» Task brief:
Gather every line below that contains the word "mark" and copy each one in full.

» Records for the task:
* BEGIN *

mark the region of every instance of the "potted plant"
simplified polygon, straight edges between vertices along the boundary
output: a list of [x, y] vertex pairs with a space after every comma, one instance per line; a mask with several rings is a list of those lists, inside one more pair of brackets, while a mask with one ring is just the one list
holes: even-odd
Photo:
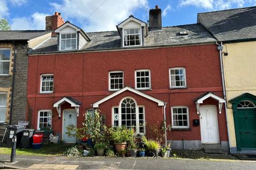
[[138, 155], [140, 157], [143, 157], [145, 156], [145, 149], [140, 148], [138, 150]]
[[160, 144], [156, 141], [153, 140], [147, 140], [145, 136], [142, 138], [142, 142], [147, 147], [148, 150], [148, 155], [151, 157], [158, 156], [159, 154], [159, 149]]
[[121, 150], [126, 149], [127, 142], [131, 138], [131, 132], [133, 133], [133, 130], [128, 130], [126, 128], [115, 128], [111, 131], [110, 134], [117, 153]]
[[167, 149], [166, 148], [161, 149], [161, 156], [162, 158], [167, 157]]
[[120, 150], [120, 154], [121, 155], [122, 157], [125, 157], [125, 155], [126, 154], [126, 150], [125, 149], [121, 149]]
[[106, 147], [106, 146], [104, 143], [100, 142], [95, 144], [94, 148], [96, 149], [97, 151], [97, 155], [99, 156], [103, 156], [104, 155]]

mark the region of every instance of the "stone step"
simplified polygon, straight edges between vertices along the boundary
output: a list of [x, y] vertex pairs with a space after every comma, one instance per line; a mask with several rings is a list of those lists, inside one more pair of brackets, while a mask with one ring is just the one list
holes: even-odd
[[222, 149], [209, 149], [204, 148], [204, 152], [207, 154], [225, 154], [226, 153]]
[[217, 144], [202, 144], [202, 147], [204, 149], [221, 149], [221, 145]]

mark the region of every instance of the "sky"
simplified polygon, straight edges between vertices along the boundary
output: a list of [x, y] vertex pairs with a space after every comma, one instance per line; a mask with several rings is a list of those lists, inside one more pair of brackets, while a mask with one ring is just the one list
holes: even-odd
[[256, 5], [256, 0], [0, 0], [0, 18], [12, 30], [44, 30], [57, 11], [86, 32], [116, 30], [130, 15], [147, 22], [158, 5], [163, 27], [196, 23], [197, 13]]

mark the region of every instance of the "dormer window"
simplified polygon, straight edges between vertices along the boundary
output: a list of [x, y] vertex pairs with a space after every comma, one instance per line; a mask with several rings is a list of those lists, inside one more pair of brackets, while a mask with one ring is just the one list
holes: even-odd
[[147, 26], [145, 22], [130, 15], [116, 27], [121, 38], [121, 47], [143, 45], [144, 37], [147, 36]]
[[91, 41], [85, 32], [68, 21], [55, 29], [54, 33], [58, 37], [58, 50], [79, 50]]
[[76, 33], [60, 34], [60, 50], [76, 49]]
[[124, 46], [138, 46], [141, 45], [141, 29], [124, 29]]

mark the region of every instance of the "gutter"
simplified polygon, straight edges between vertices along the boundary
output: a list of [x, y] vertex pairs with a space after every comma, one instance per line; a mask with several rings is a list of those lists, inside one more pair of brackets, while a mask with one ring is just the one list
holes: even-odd
[[227, 114], [227, 97], [226, 94], [226, 87], [225, 87], [225, 79], [224, 78], [224, 71], [223, 69], [223, 62], [222, 62], [222, 42], [220, 42], [220, 44], [216, 42], [216, 44], [218, 45], [218, 49], [219, 51], [220, 54], [220, 70], [221, 72], [221, 80], [222, 83], [222, 91], [223, 95], [224, 96], [224, 100], [225, 100], [225, 114], [226, 114], [226, 120], [227, 123], [227, 130], [228, 132], [228, 144], [229, 147], [229, 153], [231, 152], [231, 143], [230, 143], [230, 136], [229, 133], [229, 122], [228, 120], [228, 114]]
[[10, 108], [10, 125], [12, 124], [12, 108], [13, 107], [13, 95], [14, 93], [15, 73], [16, 72], [16, 57], [17, 54], [17, 46], [15, 44], [14, 41], [13, 41], [13, 45], [14, 45], [14, 56], [13, 59], [13, 69], [12, 74], [12, 97], [11, 98], [11, 106]]
[[138, 49], [152, 49], [152, 48], [160, 48], [163, 47], [179, 47], [179, 46], [196, 46], [196, 45], [210, 45], [210, 44], [215, 44], [217, 43], [217, 40], [209, 41], [207, 42], [188, 42], [188, 43], [175, 43], [172, 44], [167, 44], [167, 45], [156, 45], [156, 46], [140, 46], [137, 47], [133, 48], [100, 48], [100, 49], [83, 49], [83, 50], [70, 50], [69, 51], [55, 51], [55, 52], [30, 52], [27, 53], [28, 55], [44, 55], [44, 54], [69, 54], [69, 53], [91, 53], [91, 52], [108, 52], [108, 51], [121, 51], [121, 50], [138, 50]]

* END *

» Exercise output:
mark the region of every instance of the "potted plant"
mark the region of every instance of the "stone step"
mark the region of every instance of the "sky"
mark the region of every instance of the "dormer window"
mark the region of every instance of the "gutter"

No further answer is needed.